> **Document segment**:
- - -

From: WJCarpenter <bill@carpenter.ORG>
Date: Wed, 27 Oct 1999 14:52:04 -0700
Message-ID: <4418-Wed27Oct1999145204-0700-bill@carpenter.ORG>
To: w3c-dist-auth@w3.org
gmc> And as for that user, as soon as they unlock the file, that
gmc> increasingly irritated co-worker who's been waiting for them to
gmc> *finally* release their ?*?!@*! lock so they can get their job
gmc> done, will move that file to the new place anyway, and the user
gmc> will have to deal with it (without even getting the friendly 302
gmc> to warn them!).

A lot of the discussion recently seems to have been assuming that this
carpet-from-under-you movement is being done by someone else (or the
same person) using a WebDAV MOVE.  That seems *incredibly* unlikely
and occasional to me.  Though I'm sure that could occur sometime, the
most likely scenario to me, it seems, is some Very Powerful
Administrator moving things around directly on the server (or in the
database or in the shoebox or whatever).  It's hard for me to imagine
a document repository where the only possible access mechanism is
WebDAV.

- - -

> **Extracted material**:
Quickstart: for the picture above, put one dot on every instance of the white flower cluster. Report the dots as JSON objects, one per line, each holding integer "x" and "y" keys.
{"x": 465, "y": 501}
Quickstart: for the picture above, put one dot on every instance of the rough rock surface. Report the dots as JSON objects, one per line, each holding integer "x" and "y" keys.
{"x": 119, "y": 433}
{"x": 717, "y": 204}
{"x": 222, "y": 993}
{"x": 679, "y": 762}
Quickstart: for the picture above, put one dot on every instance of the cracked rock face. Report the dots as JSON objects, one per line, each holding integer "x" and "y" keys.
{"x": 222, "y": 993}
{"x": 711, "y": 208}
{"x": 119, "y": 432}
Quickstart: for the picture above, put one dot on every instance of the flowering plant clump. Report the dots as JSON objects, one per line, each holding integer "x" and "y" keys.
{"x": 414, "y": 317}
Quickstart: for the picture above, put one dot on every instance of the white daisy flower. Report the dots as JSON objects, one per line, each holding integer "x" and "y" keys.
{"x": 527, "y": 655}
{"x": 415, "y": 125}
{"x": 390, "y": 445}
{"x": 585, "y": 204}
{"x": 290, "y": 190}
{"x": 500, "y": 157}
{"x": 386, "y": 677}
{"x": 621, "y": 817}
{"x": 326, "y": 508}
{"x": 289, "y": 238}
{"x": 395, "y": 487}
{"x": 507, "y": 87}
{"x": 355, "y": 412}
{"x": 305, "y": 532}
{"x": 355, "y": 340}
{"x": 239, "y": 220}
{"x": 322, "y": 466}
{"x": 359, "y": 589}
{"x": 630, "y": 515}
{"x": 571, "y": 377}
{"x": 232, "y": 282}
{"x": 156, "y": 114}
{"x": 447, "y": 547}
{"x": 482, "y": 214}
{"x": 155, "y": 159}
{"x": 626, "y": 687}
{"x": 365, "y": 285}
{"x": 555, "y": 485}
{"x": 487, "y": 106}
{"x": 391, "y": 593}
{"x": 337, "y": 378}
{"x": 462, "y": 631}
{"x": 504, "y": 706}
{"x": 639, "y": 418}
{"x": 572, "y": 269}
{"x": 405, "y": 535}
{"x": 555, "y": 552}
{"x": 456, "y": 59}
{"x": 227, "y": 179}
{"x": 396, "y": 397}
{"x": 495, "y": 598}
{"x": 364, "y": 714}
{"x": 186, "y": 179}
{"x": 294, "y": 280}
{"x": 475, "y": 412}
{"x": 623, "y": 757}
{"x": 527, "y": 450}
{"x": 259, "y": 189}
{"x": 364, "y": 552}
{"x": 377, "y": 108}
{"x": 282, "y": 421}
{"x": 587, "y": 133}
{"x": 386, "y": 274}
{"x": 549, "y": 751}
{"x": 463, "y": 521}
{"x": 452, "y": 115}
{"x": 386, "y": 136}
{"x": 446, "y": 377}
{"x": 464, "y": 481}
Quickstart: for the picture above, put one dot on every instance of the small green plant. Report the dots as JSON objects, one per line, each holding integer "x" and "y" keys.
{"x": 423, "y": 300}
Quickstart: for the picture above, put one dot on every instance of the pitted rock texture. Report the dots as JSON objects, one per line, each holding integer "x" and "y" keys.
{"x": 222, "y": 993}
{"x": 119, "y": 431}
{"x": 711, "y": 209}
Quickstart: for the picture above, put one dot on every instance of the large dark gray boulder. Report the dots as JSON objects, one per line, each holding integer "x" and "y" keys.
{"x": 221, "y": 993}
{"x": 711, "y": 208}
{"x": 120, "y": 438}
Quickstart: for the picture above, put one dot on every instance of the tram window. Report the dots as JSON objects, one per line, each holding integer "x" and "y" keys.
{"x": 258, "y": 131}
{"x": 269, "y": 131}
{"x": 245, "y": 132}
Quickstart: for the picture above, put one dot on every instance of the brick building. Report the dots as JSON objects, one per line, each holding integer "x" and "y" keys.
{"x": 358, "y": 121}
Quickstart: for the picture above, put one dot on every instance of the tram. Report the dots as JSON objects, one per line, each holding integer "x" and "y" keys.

- - -

> **Challenges**:
1. Name every header field that appears at the top of the message, before the quoted text begins.
2. Write out the part of the message that opens with the words containing "From: WJCarpenter <bill@carpenter.ORG>" and closes with "to warn them!).".
Work from the message alone, not from the data.

> **Written responses**:
1. From, Date, Message-ID, To

2.
From: WJCarpenter <bill@carpenter.ORG>
Date: Wed, 27 Oct 1999 14:52:04 -0700
Message-ID: <4418-Wed27Oct1999145204-0700-bill@carpenter.ORG>
To: w3c-dist-auth@w3.org
gmc> And as for that user, as soon as they unlock the file, that
gmc> increasingly irritated co-worker who's been waiting for them to
gmc> *finally* release their ?*?!@*! lock so they can get their job
gmc> done, will move that file to the new place anyway, and the user
gmc> will have to deal with it (without even getting the friendly 302
gmc> to warn them!).